Text passage:
------------------------------

I mean that in the old-school meaning, "something that inspires awe".
I wonder at why men war, other than for women. There doesn't seem much reason for it, given that the loss is so great, and the gain so temporary.
Casey, Mr. Sippi's talent goes all the way down to wherever down is. You got it right.
Magnificent piece of writing, Mr. Sippi!
Casey, Mr. Sippi's talent goes all the way down to wherever down is. You got it right.
Magnificent piece of writing, Mr. Sippi!
Please listen to this.
Ask your war veteran just 2 questions. These are smart questions, and if he answers them, he (yes, and she, as depicted in this article) will probably let on some more. You may get an earful.
#1. Where did you go? #2. What was your job?
Probably one of the most beautiful sounds in my life was the flight nurse's voice coming through my cloud of morphine on the medevac flight to Germany.
Thanks.
No, thank you, Philip!!
I read my comment again. What it probably should have said is, no thanks to us is necessary, but rather thanks to you for your sacrifice, service and faithfulness.
My dad didn’t come home with the other fathers. Mom said we had to wait for him to get out of the hospital in Holland. I remember him getting off that train–he picked me up and hugged me. That was the first time we met.

------------------------------

Provided data:

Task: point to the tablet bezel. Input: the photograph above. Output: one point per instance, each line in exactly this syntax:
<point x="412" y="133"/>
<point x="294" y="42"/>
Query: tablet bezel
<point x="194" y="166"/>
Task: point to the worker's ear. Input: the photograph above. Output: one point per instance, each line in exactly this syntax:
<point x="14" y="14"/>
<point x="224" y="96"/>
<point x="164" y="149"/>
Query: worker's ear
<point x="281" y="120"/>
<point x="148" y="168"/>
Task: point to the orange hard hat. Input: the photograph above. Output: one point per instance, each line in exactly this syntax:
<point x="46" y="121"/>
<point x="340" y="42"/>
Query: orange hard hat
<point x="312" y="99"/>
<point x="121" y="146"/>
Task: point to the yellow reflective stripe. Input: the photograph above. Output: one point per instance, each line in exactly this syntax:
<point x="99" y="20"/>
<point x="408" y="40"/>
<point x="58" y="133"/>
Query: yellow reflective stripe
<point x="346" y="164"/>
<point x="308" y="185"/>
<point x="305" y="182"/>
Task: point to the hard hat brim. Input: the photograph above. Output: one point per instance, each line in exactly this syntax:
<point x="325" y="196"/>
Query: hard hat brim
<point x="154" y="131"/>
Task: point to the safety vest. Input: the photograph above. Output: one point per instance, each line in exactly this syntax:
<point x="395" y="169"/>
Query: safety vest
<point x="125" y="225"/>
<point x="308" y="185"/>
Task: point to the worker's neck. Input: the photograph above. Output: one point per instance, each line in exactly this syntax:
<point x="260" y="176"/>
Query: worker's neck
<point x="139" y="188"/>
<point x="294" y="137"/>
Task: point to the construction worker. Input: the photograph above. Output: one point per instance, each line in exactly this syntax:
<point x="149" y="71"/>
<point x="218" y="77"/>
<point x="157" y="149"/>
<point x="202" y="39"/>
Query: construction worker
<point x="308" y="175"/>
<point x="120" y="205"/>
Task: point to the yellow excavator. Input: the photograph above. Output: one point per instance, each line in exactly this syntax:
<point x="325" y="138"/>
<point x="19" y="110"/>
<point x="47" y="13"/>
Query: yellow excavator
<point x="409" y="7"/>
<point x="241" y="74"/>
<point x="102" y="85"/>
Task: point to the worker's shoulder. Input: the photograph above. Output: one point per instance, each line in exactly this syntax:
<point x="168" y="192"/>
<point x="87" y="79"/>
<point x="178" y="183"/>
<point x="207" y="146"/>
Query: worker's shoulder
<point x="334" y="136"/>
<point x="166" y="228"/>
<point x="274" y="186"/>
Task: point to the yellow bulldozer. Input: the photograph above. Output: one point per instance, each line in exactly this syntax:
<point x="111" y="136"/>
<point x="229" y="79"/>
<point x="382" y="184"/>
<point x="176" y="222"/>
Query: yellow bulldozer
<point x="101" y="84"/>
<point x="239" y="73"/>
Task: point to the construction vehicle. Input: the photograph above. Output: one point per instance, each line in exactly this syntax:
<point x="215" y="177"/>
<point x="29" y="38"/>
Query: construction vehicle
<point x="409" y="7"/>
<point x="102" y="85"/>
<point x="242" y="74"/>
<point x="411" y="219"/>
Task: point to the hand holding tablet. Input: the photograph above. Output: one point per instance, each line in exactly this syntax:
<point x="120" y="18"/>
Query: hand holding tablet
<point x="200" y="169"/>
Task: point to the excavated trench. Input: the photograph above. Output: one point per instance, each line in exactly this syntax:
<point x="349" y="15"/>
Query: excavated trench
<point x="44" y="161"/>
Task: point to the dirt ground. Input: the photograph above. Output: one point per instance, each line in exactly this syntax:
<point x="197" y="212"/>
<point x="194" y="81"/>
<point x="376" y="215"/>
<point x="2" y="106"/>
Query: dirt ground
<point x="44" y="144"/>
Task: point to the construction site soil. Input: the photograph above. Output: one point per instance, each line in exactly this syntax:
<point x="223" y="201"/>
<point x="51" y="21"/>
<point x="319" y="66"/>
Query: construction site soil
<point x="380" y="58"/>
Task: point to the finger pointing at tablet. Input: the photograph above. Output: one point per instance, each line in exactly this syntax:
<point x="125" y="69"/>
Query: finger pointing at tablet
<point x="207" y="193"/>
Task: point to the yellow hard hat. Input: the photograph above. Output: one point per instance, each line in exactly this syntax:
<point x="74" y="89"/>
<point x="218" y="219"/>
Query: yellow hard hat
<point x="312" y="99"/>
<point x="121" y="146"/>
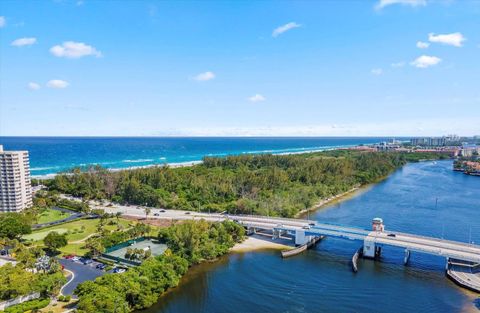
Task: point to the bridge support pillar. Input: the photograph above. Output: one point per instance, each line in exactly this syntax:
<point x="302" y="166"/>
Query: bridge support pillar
<point x="301" y="238"/>
<point x="276" y="234"/>
<point x="378" y="252"/>
<point x="369" y="249"/>
<point x="407" y="257"/>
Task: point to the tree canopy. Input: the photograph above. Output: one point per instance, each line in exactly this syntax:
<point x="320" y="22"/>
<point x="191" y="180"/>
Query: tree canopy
<point x="14" y="225"/>
<point x="280" y="185"/>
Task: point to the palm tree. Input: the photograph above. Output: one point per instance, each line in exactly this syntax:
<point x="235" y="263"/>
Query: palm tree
<point x="117" y="215"/>
<point x="147" y="212"/>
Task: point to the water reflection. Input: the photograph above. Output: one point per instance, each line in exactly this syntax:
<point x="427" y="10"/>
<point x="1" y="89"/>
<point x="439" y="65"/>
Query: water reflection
<point x="321" y="279"/>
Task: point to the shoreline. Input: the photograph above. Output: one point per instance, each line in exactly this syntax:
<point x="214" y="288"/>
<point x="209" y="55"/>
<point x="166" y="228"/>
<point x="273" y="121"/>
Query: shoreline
<point x="196" y="162"/>
<point x="329" y="200"/>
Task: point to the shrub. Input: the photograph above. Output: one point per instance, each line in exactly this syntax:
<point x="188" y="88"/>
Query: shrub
<point x="28" y="306"/>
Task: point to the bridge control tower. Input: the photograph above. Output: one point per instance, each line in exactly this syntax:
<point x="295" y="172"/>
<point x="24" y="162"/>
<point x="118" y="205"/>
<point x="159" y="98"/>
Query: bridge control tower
<point x="377" y="224"/>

------------------------------

Exercise aim:
Reproduce the reader comments on war veterans in full, word for word.

Result:
I mean that in the old-school meaning, "something that inspires awe".
I wonder at why men war, other than for women. There doesn't seem much reason for it, given that the loss is so great, and the gain so temporary.
Casey, Mr. Sippi's talent goes all the way down to wherever down is. You got it right.
Magnificent piece of writing, Mr. Sippi!
Casey, Mr. Sippi's talent goes all the way down to wherever down is. You got it right.
Magnificent piece of writing, Mr. Sippi!
Please listen to this.
Ask your war veteran just 2 questions. These are smart questions, and if he answers them, he (yes, and she, as depicted in this article) will probably let on some more. You may get an earful.
#1. Where did you go? #2. What was your job?
Probably one of the most beautiful sounds in my life was the flight nurse's voice coming through my cloud of morphine on the medevac flight to Germany.
Thanks.
No, thank you, Philip!!
I read my comment again. What it probably should have said is, no thanks to us is necessary, but rather thanks to you for your sacrifice, service and faithfulness.
My dad didn’t come home with the other fathers. Mom said we had to wait for him to get out of the hospital in Holland. I remember him getting off that train–he picked me up and hugged me. That was the first time we met.